Übungsaufgaben -
1. Fasse den Text über den Fall Mirco in zwei Sätzen zusammen.
2. Schreibe den Text über den Fall Mirco im Anschluss an seinen letzten Satz weiter.

Textauszug -
Er ist der unauffällige, treusorgende Familienvater, hart arbeitend, beruflich unter Druck. Niemand ahnte, was Soko-Chef Ingo Thiel heute weiß: "Da war eine tickende Zeitbombe unterwegs". Am 3. September hatte Olaf H. (45), Bereichsleiter eines Bonner Telekommunikations-Konzerns, nicht vorbestraft, mal wieder viel Stress und war von seinem Chef auch noch "zusammengefaltet" worden. Da beschließt der dreifache Vater, auf Menschenjagd zu gehen, um sich abzureagieren.

In Ungerath führte Olaf H., der Mann, der den damals zehnjährigen Mirco umgebracht hat, mit seiner Familie ein unauffälliges Leben. (Foto: dapd)

Er sucht ein Ventil, ein möglichst wehrloses Opfer. Ziellos streift er in seinem Dienstwagen umher. Plötzlich fährt vor ihm in der Dunkelheit ein kleiner Junge - Mirco aus Grefrath. Er überholt, hält und wartet. Es gibt keine Hinweise darauf, dass Olaf H. pädophil oder sadistisch veranlagt ist. Es sei ihm eher um Macht gegangen, darum, "über jemanden die Kontrolle auszuüben - bis zur Tötung", sagt Soko-Chef Ingo Thiel in Mönchengladbach. "Die sexuelle Komponente hat eine untergeordnete Rolle gespielt."

Datensatz -
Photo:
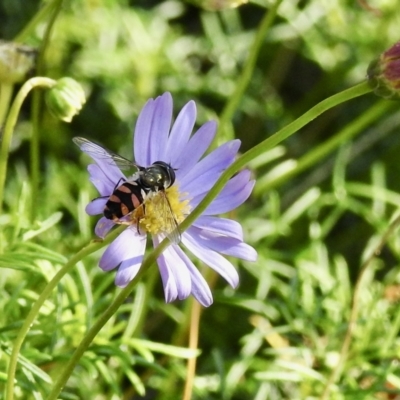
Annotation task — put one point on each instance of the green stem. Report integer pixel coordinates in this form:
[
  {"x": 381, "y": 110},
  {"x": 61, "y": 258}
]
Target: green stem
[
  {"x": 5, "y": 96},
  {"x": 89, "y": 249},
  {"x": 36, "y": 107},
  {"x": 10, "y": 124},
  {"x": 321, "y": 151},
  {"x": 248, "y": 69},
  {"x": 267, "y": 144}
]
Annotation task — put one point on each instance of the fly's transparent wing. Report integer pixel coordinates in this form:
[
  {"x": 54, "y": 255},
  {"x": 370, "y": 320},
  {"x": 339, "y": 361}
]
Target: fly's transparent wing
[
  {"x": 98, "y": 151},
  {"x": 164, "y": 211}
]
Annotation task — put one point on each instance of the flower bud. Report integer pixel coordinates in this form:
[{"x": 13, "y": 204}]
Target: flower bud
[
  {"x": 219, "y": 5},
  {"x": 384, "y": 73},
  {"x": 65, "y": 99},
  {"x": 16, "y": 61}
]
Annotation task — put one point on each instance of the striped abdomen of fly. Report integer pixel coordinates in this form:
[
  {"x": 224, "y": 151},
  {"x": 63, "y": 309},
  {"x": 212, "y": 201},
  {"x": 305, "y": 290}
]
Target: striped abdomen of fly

Lösungen -
1. Olaf H., ein unauffälliger, nicht vorbestrafter Familienvater und Bereichsleiter eines Bonner Telekommunikations-Konzerns, beschloss am 3. September nach viel Stress und einer Zurechtweisung durch seinen Chef, auf Menschenjagd zu gehen, um sich abzureagieren. Laut Soko-Chef Ingo Thiel ging es ihm bei der Tat an dem zehnjährigen Mirco aus Grefrath eher um Macht und Kontrolle bis zur Tötung, während die sexuelle Komponente eine untergeordnete Rolle spielte.

2.
Nun sitzt der 45-Jährige in Untersuchungshaft wegen Mordes, Entführung und sexuellen Kindesmissbrauchs. Er hat ein umfassendes Geständnis abgelegt, die Ermittler zu Mircos Leiche in einem Waldstück außerhalb des Suchgebiets geführt und wird zusätzlich durch DNA- und Faserspuren belastet. Die Obduktion der Kinderleiche, die fast fünf Monate im Wald lag, dauert an.

Schweigend begleitet Olaf H. die Ermittler, als sie ihn am Mittwoch um sechs Uhr morgens aus dem Bett holen. Seine Familie, völlig nichtsahnend, ist schockiert. Sie lebte mit ihm in Schwalmtal-Ungerath. Der nette, unauffällige Nachbar - so hatten auch die Täter-Spezialisten der Polizei Mircos Mörder beschrieben. Olaf H. war sogar derart unauffällig, dass er nicht einmal seinem misstrauischen Nachbarn verdächtig erschien, der immerhin Polizist ist und selbst nach Mirco gesucht hat: "Da hätte ich nie dran gedacht."

"Wie soll der Kollege das merken, wenn es nicht mal die Ehefrau des Täters merkt?", sagt Thiel. "Ich wohne auch in der Nähe."

Fast 150 Tage hat die Soko Olaf H. gejagt. Sein Dienstwagen war schon auf dem Weg nach Russland, weil der Leasingvertrag ausgelaufen war. In Frankfurt konnten die Ermittler den zwischenzeitlich abgemeldeten Wagen aufspüren und fanden ein Faserprofil, das passte. Aber Olaf H. war schon vorher durch neue technische Ermittlungsmethoden ins Visier der Ermittler geraten.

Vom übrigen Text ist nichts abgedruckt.